> DATA ENTRIES
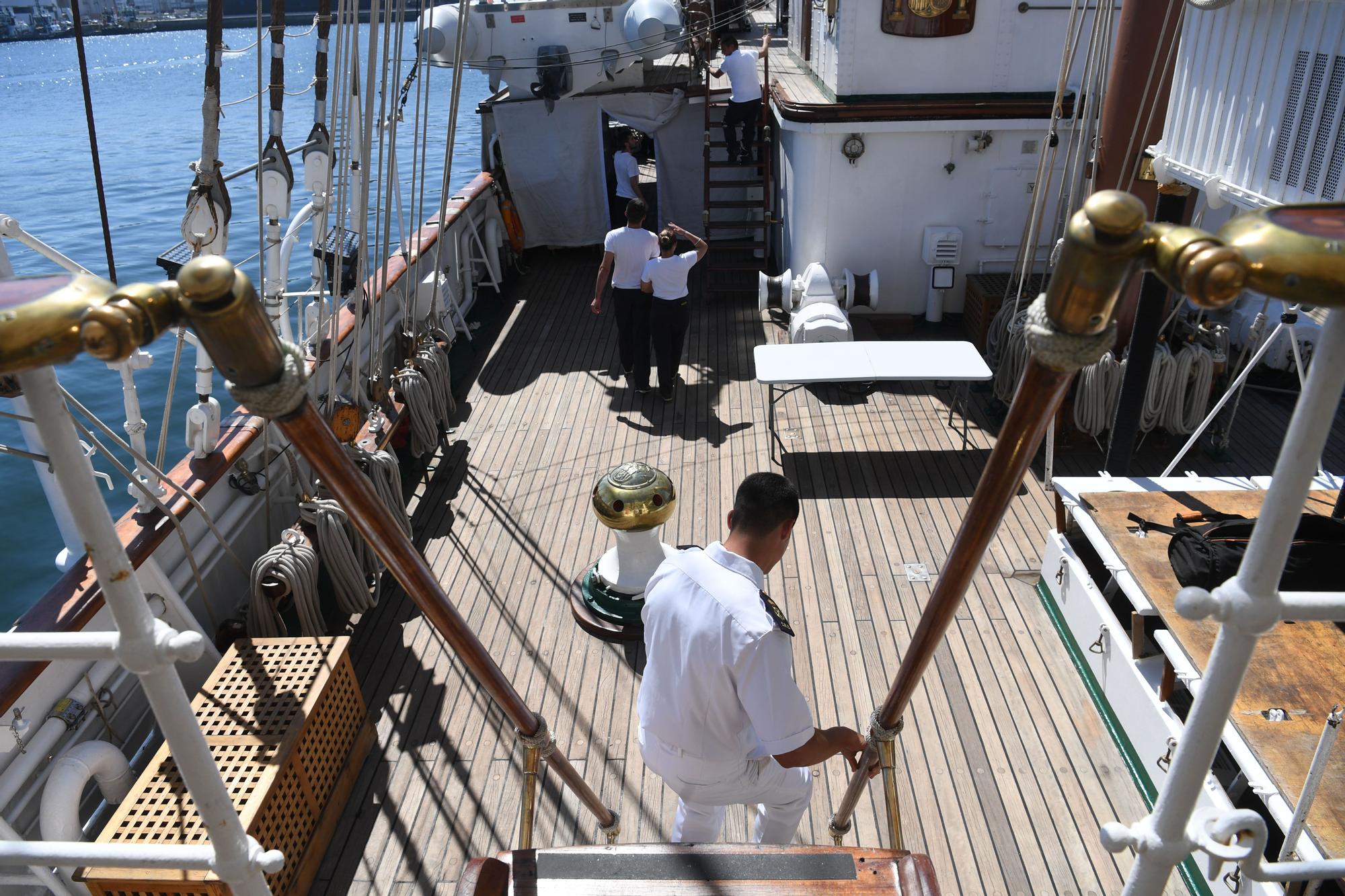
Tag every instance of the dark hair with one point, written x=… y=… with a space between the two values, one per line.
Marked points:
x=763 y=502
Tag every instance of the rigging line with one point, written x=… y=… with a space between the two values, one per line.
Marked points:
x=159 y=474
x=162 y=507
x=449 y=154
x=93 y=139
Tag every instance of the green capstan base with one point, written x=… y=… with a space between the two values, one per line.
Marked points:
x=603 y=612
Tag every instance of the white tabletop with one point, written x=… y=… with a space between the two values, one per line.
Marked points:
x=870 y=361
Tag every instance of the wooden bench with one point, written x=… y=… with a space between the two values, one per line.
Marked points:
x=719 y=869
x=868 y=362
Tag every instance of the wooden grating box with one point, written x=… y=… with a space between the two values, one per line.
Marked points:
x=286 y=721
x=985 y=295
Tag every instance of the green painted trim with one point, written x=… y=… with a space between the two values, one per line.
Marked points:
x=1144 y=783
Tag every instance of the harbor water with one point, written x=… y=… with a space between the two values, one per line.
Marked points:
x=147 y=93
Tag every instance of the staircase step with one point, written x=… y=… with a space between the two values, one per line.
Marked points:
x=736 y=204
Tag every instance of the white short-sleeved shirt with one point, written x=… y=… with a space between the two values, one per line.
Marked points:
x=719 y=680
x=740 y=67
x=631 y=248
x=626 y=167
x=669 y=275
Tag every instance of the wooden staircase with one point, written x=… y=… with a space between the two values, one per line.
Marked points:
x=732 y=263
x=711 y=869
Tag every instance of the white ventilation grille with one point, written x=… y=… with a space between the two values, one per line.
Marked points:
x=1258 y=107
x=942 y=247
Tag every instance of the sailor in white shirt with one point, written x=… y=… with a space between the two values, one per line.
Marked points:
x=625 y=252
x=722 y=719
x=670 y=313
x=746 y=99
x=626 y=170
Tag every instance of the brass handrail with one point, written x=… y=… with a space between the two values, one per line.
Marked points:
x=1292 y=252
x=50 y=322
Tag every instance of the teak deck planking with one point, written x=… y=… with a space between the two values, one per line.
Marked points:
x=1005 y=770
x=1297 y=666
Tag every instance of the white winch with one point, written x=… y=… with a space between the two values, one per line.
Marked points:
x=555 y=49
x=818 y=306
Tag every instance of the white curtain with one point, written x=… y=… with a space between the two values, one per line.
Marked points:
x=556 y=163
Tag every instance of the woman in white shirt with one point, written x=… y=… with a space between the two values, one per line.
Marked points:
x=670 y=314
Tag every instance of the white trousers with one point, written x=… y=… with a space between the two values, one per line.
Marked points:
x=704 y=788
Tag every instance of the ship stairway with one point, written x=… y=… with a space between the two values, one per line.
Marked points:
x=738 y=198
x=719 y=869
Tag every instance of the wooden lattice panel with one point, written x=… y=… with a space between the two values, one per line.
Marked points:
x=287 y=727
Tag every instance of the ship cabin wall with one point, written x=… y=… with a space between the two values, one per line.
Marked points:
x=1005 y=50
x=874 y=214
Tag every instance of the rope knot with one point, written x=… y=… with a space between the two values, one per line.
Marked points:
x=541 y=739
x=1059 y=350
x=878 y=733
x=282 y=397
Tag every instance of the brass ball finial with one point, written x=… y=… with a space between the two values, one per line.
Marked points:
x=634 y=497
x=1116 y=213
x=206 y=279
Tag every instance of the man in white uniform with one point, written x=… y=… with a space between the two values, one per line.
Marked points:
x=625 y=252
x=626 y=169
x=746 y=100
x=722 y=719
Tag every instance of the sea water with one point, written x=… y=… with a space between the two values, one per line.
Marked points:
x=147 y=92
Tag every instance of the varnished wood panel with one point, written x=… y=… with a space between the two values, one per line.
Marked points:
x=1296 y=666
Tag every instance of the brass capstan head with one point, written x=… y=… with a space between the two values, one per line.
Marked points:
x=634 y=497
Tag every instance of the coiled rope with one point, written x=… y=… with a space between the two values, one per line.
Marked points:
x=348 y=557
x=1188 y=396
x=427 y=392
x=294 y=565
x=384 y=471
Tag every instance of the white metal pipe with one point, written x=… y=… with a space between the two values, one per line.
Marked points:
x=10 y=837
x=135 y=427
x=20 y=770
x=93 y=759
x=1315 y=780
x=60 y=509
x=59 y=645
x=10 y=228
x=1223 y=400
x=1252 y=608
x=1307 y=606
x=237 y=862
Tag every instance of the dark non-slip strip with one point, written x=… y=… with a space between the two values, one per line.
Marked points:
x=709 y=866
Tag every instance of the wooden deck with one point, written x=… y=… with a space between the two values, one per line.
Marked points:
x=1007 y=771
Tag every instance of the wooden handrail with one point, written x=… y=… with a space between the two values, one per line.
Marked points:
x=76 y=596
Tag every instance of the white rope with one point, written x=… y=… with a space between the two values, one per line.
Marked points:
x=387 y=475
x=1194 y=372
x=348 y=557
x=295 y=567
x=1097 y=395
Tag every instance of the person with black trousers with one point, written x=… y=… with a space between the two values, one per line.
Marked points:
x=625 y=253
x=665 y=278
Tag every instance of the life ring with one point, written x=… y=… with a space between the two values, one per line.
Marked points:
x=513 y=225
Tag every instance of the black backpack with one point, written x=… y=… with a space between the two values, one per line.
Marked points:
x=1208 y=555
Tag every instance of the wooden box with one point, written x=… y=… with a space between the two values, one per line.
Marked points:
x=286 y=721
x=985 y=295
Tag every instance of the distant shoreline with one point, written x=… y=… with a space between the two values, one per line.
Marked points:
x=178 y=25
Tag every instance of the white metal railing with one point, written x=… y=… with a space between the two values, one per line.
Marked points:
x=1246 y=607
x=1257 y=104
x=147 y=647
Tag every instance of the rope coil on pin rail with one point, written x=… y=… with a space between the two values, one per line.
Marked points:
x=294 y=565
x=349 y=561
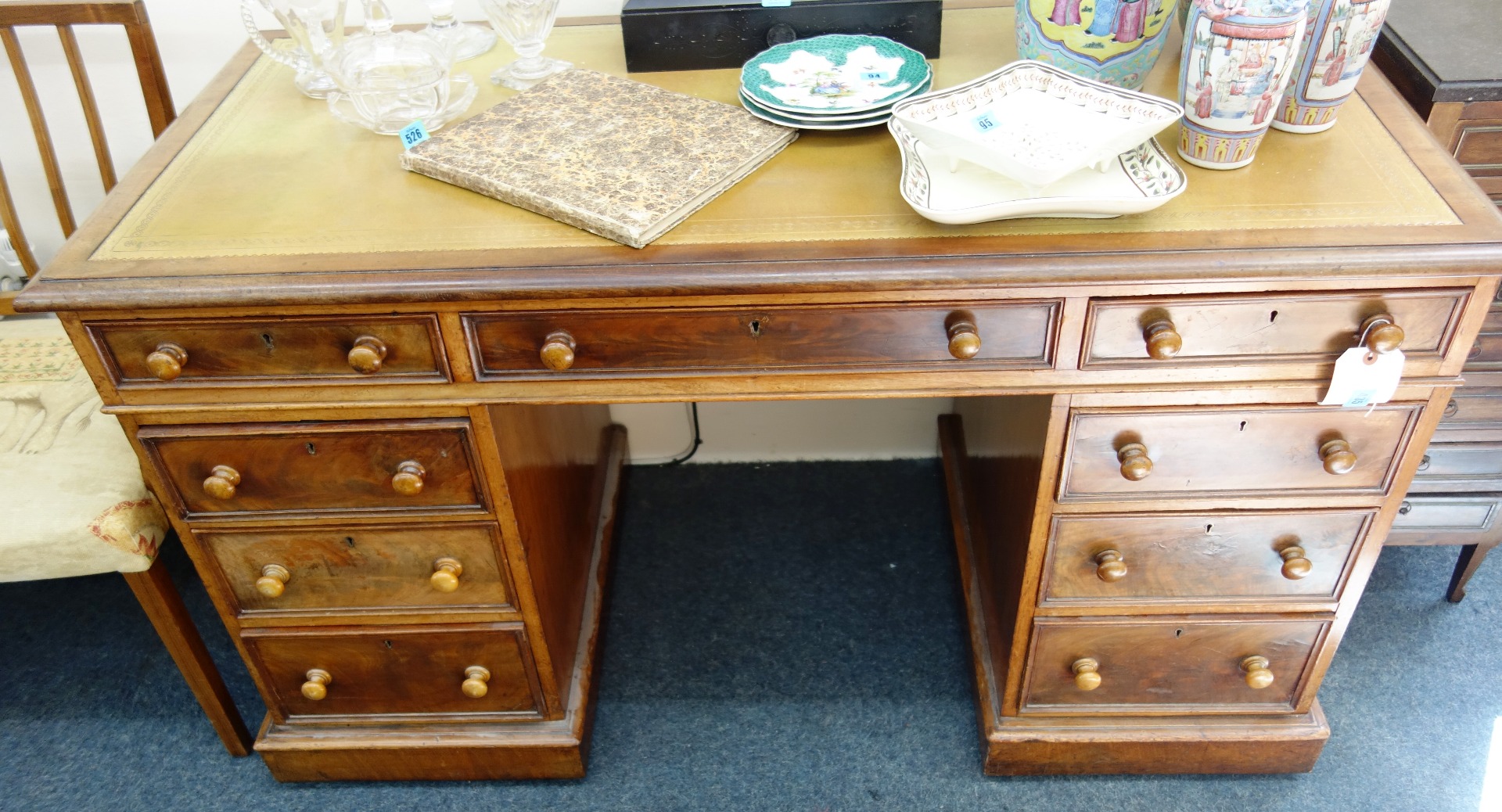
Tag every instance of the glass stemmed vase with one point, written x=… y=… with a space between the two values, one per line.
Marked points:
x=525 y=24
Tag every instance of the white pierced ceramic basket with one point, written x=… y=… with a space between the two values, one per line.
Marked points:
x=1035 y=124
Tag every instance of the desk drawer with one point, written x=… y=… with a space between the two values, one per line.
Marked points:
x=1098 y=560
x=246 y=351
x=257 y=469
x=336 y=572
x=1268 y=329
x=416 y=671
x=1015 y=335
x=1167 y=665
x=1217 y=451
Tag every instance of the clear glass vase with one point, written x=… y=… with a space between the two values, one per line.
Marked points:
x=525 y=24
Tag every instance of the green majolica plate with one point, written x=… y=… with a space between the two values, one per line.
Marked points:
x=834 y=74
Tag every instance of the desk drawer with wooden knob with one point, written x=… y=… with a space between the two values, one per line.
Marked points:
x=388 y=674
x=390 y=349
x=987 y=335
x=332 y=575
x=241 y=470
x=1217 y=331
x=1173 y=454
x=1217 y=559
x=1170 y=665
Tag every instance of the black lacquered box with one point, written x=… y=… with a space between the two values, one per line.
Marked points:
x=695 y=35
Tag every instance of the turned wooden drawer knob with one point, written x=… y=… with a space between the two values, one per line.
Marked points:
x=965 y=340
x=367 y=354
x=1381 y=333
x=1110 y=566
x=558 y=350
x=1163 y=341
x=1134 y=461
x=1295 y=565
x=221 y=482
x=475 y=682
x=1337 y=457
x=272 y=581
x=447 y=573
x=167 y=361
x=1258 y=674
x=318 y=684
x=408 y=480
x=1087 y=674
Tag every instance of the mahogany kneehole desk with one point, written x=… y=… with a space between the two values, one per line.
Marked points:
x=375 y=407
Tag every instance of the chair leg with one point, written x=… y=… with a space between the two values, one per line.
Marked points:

> TO DO
Render all of the material above as a Markdown table with the columns "Row" and "Entry", giving each nonblank line its own numbered row. Leave the pictures out.

> WRITTEN ANSWER
| Row | Entry |
|---|---|
| 1 | Tag every instance of the dark hair with one point, written x=… y=… with a space between the two values, one per line. |
| 2 | Marked points: |
| 3 | x=763 y=502 |
| 4 | Tag every instance of the rigging line with one point, written x=… y=… with a space between the two values, one per line. |
| 5 | Marked points: |
| 6 | x=159 y=474 |
| 7 | x=162 y=507 |
| 8 | x=449 y=154 |
| 9 | x=93 y=139 |
| 10 | Tag every instance of the green capstan base with one point, written x=… y=… with a space between the two values, one per line. |
| 11 | Marked points: |
| 12 | x=603 y=612 |
| 13 | Tag every instance of the white tabletop with one point, written x=… y=… with a space between the two values, one per line. |
| 14 | Marked points: |
| 15 | x=870 y=361 |
| 16 | Tag every instance of the wooden bench with one point, written x=… y=… with a space between the two values, one per line. |
| 17 | Marked points: |
| 18 | x=719 y=869 |
| 19 | x=868 y=362 |
| 20 | Tag every instance of the wooden grating box with one point, written x=… y=… with a space between the two values, one per line. |
| 21 | Marked points: |
| 22 | x=286 y=721 |
| 23 | x=985 y=295 |
| 24 | Tag every instance of the green painted trim with one point, written x=… y=… with a space between the two values, one per line. |
| 25 | Marked points: |
| 26 | x=1144 y=783 |
| 27 | Tag every instance of the harbor water with one point, written x=… y=… with a space between the two values, one per line. |
| 28 | Marked points: |
| 29 | x=147 y=93 |
| 30 | Tag every instance of the staircase step with one point, written x=… y=… with a space between the two values, one per line. |
| 31 | Marked points: |
| 32 | x=736 y=204 |
| 33 | Tag every instance of the white short-sleeved shirt with one point, written x=… y=… with a space between the two values, one per line. |
| 34 | Marked points: |
| 35 | x=719 y=680 |
| 36 | x=740 y=67 |
| 37 | x=631 y=248 |
| 38 | x=626 y=167 |
| 39 | x=669 y=275 |
| 40 | Tag every instance of the wooden staircase with one point, written x=… y=… with a space between the two values, one per line. |
| 41 | Marked points: |
| 42 | x=732 y=263 |
| 43 | x=711 y=869 |
| 44 | Tag every instance of the white ventilation grille with one point, written x=… y=… with a space between the two values, one per line. |
| 45 | Marked points: |
| 46 | x=1258 y=107 |
| 47 | x=942 y=247 |
| 48 | Tag every instance of the sailor in white shirt with one point, written x=… y=… with a space between the two values, one per line. |
| 49 | Marked points: |
| 50 | x=625 y=252 |
| 51 | x=722 y=719 |
| 52 | x=670 y=313 |
| 53 | x=746 y=99 |
| 54 | x=626 y=170 |
| 55 | Tag every instance of the brass handrail with one point, written x=… y=… with a space between the two values, one per line. |
| 56 | Marked points: |
| 57 | x=1292 y=252 |
| 58 | x=50 y=322 |
| 59 | Tag every instance of the teak deck planking with one point, written x=… y=… with a space between the two values, one per line. |
| 60 | Marked points: |
| 61 | x=1005 y=770 |
| 62 | x=1297 y=666 |
| 63 | Tag every instance of the white winch with one point, written x=… y=… with a space between the two values, one per line. |
| 64 | Marked points: |
| 65 | x=555 y=49 |
| 66 | x=818 y=306 |
| 67 | Tag every instance of the white curtain with one point, written x=… y=… with a space between the two values, one per line. |
| 68 | Marked points: |
| 69 | x=556 y=163 |
| 70 | Tag every instance of the woman in white shirt with one point, written x=… y=… with a space between the two values, one per line. |
| 71 | Marked points: |
| 72 | x=670 y=314 |
| 73 | Tag every instance of the white trousers with one point, written x=… y=… with a space between the two values, one per line. |
| 74 | Marked points: |
| 75 | x=704 y=788 |
| 76 | Tag every instance of the ship stairway with one point, written x=… y=… with a space between the two values, one per line. |
| 77 | Marked points: |
| 78 | x=738 y=198 |
| 79 | x=719 y=869 |
| 80 | Tag every instance of the wooden lattice panel with one point, written x=… y=… with a space between the two values, one per line. |
| 81 | Marked points: |
| 82 | x=287 y=727 |
| 83 | Tag every instance of the ship cabin wall with one point, written x=… y=… with a space between the two values, one per line. |
| 84 | Marked points: |
| 85 | x=1005 y=50 |
| 86 | x=874 y=214 |
| 87 | Tag every instance of the rope knot with one point, written x=… y=… with a space between the two values, one per line. |
| 88 | Marked points: |
| 89 | x=541 y=739 |
| 90 | x=1059 y=350 |
| 91 | x=878 y=733 |
| 92 | x=282 y=397 |
| 93 | Tag every instance of the brass ball finial with one point, written x=… y=… with a space between the two values, one per line. |
| 94 | Marked points: |
| 95 | x=634 y=497 |
| 96 | x=1116 y=213 |
| 97 | x=206 y=279 |
| 98 | Tag every instance of the man in white uniform with one point, written x=… y=… with a space between the two values, one per line. |
| 99 | Marked points: |
| 100 | x=625 y=252 |
| 101 | x=626 y=169 |
| 102 | x=746 y=100 |
| 103 | x=722 y=719 |
| 104 | Tag every instance of the sea water with one point, written x=… y=… with a space between the two values, one per line. |
| 105 | Marked points: |
| 106 | x=147 y=92 |
| 107 | Tag every instance of the varnished wood panel with one point, written x=… y=… with a space between the two values, one per line. |
| 108 | Marked points: |
| 109 | x=1296 y=666 |
| 110 | Tag every instance of the brass capstan head with one point, written x=… y=… with a space between the two values, one per line. |
| 111 | Marked points: |
| 112 | x=634 y=497 |
| 113 | Tag every instance of the coiled rope with one point, written x=… y=… with a space between the two values, one per line. |
| 114 | Marked points: |
| 115 | x=348 y=557 |
| 116 | x=1188 y=396 |
| 117 | x=427 y=392 |
| 118 | x=294 y=565 |
| 119 | x=384 y=471 |
| 120 | Tag every instance of the white metal pipe with one point, written x=… y=… with a space between the two values, one per line. |
| 121 | Marked points: |
| 122 | x=10 y=837 |
| 123 | x=135 y=427 |
| 124 | x=20 y=770 |
| 125 | x=93 y=759 |
| 126 | x=1315 y=780 |
| 127 | x=60 y=509 |
| 128 | x=59 y=645 |
| 129 | x=10 y=228 |
| 130 | x=1223 y=400 |
| 131 | x=1252 y=608 |
| 132 | x=1307 y=606 |
| 133 | x=237 y=862 |
| 134 | Tag every instance of the dark non-slip strip with one point, written x=… y=… with a space between the two values, one per line. |
| 135 | Marked points: |
| 136 | x=709 y=866 |
| 137 | Tag every instance of the wooden deck with one point, written x=… y=… with a space between the two values, one per line. |
| 138 | Marked points: |
| 139 | x=1007 y=771 |
| 140 | Tag every instance of the wooden handrail with one point, written x=… y=… with a space between the two values, one per line. |
| 141 | Marked points: |
| 142 | x=76 y=596 |
| 143 | Tag every instance of the white rope with one point, written x=… y=… with a space between the two values, one per line. |
| 144 | Marked points: |
| 145 | x=387 y=475 |
| 146 | x=1194 y=372 |
| 147 | x=348 y=557 |
| 148 | x=295 y=567 |
| 149 | x=1097 y=395 |
| 150 | Tag every instance of the person with black trousers with one point, written x=… y=… with a space between the two values, one per line. |
| 151 | Marked points: |
| 152 | x=625 y=253 |
| 153 | x=665 y=278 |
| 154 | Tag every instance of the life ring with one point, written x=… y=… with a space between the two values, one per line. |
| 155 | Marked points: |
| 156 | x=513 y=225 |
| 157 | Tag every instance of the black backpack with one point, written x=… y=… with a space between the two values, one per line. |
| 158 | Marked points: |
| 159 | x=1208 y=555 |
| 160 | Tag every instance of the wooden box with one point, written x=… y=… with a space between the two values, one per line. |
| 161 | Marked points: |
| 162 | x=286 y=721 |
| 163 | x=985 y=295 |
| 164 | Tag every instance of the distant shoreline with one point, written x=… y=… with a space between the two values, one per line. |
| 165 | Marked points: |
| 166 | x=178 y=25 |
| 167 | Tag every instance of the white metal railing with one point, written x=… y=… with a space between the two values, one per line. |
| 168 | Marked points: |
| 169 | x=1246 y=607 |
| 170 | x=1257 y=104 |
| 171 | x=147 y=647 |
| 172 | Tag every instance of the rope coil on pin rail with one point, written x=… y=… with a space between the two values, one per line. |
| 173 | Marked points: |
| 174 | x=294 y=565 |
| 175 | x=349 y=561 |
| 176 | Tag every instance of the glass stemmed vase with one point, written x=… y=… with a space between the two values, one per line. |
| 177 | Marked points: |
| 178 | x=525 y=24 |
| 179 | Tag every instance of the white pierced ceramic basket with one point, written x=… y=… with a space between the two values, one per line. |
| 180 | Marked points: |
| 181 | x=1035 y=124 |
| 182 | Tag every instance of the desk drawer with one point, written x=… y=… with a space between the two values, one per line. |
| 183 | Marked points: |
| 184 | x=1098 y=560 |
| 185 | x=246 y=351 |
| 186 | x=257 y=469 |
| 187 | x=336 y=572 |
| 188 | x=1268 y=329 |
| 189 | x=416 y=671 |
| 190 | x=1015 y=335 |
| 191 | x=1167 y=665 |
| 192 | x=1217 y=451 |
| 193 | Tag every instance of the clear glass vase with one point, written x=… y=… with a space between the two values, one per line. |
| 194 | Marked points: |
| 195 | x=525 y=24 |
| 196 | Tag every instance of the green majolica plate with one point, written x=… y=… with a space between the two values, one per line. |
| 197 | Marked points: |
| 198 | x=834 y=74 |
| 199 | Tag every instance of the desk drawer with wooden knob with one point, written x=… y=… with a space between the two values, one per line. |
| 200 | Marked points: |
| 201 | x=388 y=674 |
| 202 | x=390 y=349 |
| 203 | x=987 y=335 |
| 204 | x=332 y=575 |
| 205 | x=241 y=470 |
| 206 | x=1217 y=331 |
| 207 | x=1173 y=454 |
| 208 | x=1217 y=559 |
| 209 | x=1170 y=665 |
| 210 | Tag every instance of the black lacquered box with one point, written x=… y=… with a space between the two values, one per line. |
| 211 | Marked points: |
| 212 | x=695 y=35 |
| 213 | Tag every instance of the turned wooden drawer knob with one point, written x=… y=… with a space between the two values, one per line. |
| 214 | Marked points: |
| 215 | x=965 y=340 |
| 216 | x=367 y=354 |
| 217 | x=1381 y=333 |
| 218 | x=1110 y=566 |
| 219 | x=558 y=350 |
| 220 | x=1163 y=341 |
| 221 | x=1134 y=461 |
| 222 | x=1295 y=565 |
| 223 | x=221 y=482 |
| 224 | x=475 y=682 |
| 225 | x=1337 y=457 |
| 226 | x=272 y=581 |
| 227 | x=447 y=573 |
| 228 | x=167 y=361 |
| 229 | x=1258 y=674 |
| 230 | x=318 y=684 |
| 231 | x=408 y=480 |
| 232 | x=1087 y=674 |
| 233 | Tag every instance of the mahogany kneehole desk with one point, written x=… y=… with a space between the two values, one per line. |
| 234 | Marked points: |
| 235 | x=375 y=407 |
| 236 | Tag every instance of the chair leg with one point, written x=… y=… with a space between the two values, one per line. |
| 237 | Marked points: |